What this task involves: Copy the records below from the line containing "In this exercise you will label the green foliage" through the end of the records, keeping every request line, and shift each coordinate by adding 121 to it.
>> START Stored records
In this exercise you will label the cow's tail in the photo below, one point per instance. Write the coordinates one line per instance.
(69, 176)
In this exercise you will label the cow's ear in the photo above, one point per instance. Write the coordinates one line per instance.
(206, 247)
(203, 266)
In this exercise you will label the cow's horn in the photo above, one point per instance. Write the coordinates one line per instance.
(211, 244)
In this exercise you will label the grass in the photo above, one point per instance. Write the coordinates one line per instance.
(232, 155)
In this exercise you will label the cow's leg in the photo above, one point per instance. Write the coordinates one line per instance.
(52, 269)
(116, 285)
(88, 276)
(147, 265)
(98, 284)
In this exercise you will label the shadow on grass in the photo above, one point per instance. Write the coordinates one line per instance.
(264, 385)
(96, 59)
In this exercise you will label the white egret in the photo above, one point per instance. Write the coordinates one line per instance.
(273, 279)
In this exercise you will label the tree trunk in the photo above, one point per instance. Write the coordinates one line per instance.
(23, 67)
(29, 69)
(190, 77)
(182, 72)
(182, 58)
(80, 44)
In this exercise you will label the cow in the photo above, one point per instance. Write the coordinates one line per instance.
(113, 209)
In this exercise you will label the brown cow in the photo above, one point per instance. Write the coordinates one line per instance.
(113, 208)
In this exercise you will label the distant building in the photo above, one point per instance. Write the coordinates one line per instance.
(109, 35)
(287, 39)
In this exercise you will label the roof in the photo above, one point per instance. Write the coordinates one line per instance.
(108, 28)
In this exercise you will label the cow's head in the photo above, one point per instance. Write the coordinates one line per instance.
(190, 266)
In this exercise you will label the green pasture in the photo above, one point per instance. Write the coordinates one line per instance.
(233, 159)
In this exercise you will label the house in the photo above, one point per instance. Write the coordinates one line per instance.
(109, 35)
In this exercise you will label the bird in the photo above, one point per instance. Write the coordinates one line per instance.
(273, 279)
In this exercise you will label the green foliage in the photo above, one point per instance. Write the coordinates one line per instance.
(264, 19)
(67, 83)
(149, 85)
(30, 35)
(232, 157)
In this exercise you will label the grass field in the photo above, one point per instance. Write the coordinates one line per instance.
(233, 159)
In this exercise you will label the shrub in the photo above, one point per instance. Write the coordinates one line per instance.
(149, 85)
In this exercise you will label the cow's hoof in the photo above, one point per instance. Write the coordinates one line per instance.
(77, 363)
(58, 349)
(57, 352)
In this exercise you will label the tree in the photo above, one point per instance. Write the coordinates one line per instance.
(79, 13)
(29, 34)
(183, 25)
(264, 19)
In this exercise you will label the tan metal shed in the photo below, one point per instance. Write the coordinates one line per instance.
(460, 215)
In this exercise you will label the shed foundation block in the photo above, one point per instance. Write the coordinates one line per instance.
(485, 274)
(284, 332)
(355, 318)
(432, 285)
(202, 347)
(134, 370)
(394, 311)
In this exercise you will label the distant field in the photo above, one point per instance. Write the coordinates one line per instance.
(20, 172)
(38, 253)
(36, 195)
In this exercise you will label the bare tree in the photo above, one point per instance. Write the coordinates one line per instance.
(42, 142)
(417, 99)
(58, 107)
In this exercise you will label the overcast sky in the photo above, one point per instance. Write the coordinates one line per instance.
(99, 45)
>> END Stored records
Worked answer:
In this exercise you will label the green foliage in the photo above, one point per instance. Write the coordinates one line per instance.
(385, 140)
(188, 204)
(270, 206)
(151, 156)
(353, 278)
In this exercise you will label the grass field in the photo above, one point per instance. Write the coordinates one line per instance.
(354, 280)
In this exercise you will label the shrub in the photo above, one point per instance. Write the coordinates one line per instance.
(270, 206)
In this exercise you will label the cow's hoof in the photo above, one point per instance. Write the coordinates one line per instance.
(198, 484)
(179, 470)
(178, 473)
In this exercise you will label the tree in the photo above, one point per instance. Write the coordinates one line per instance.
(200, 134)
(150, 155)
(304, 146)
(385, 140)
In this exercise you will label the tan metal shed in the photo below, one point per instance. Write the coordinates one line per instance.
(581, 336)
In this exercise you will label the shed foundation block in the photo above, one point per instance. Write the coordinates one line per instance.
(606, 395)
(405, 453)
(476, 439)
(553, 406)
(323, 468)
(255, 491)
(515, 432)
In this exercise you will label the distant field in the photo above, one point per instance. Write the coordinates one line per instance.
(141, 293)
(159, 374)
(157, 316)
In this exercise you will label the bare tree in the photo above, one point per instance. Write the coordinates one line per instance.
(163, 263)
(538, 220)
(179, 228)
In this exercise you will label the overcast sky in the photo above, one point per instance. Write the coordinates one line per instance.
(220, 166)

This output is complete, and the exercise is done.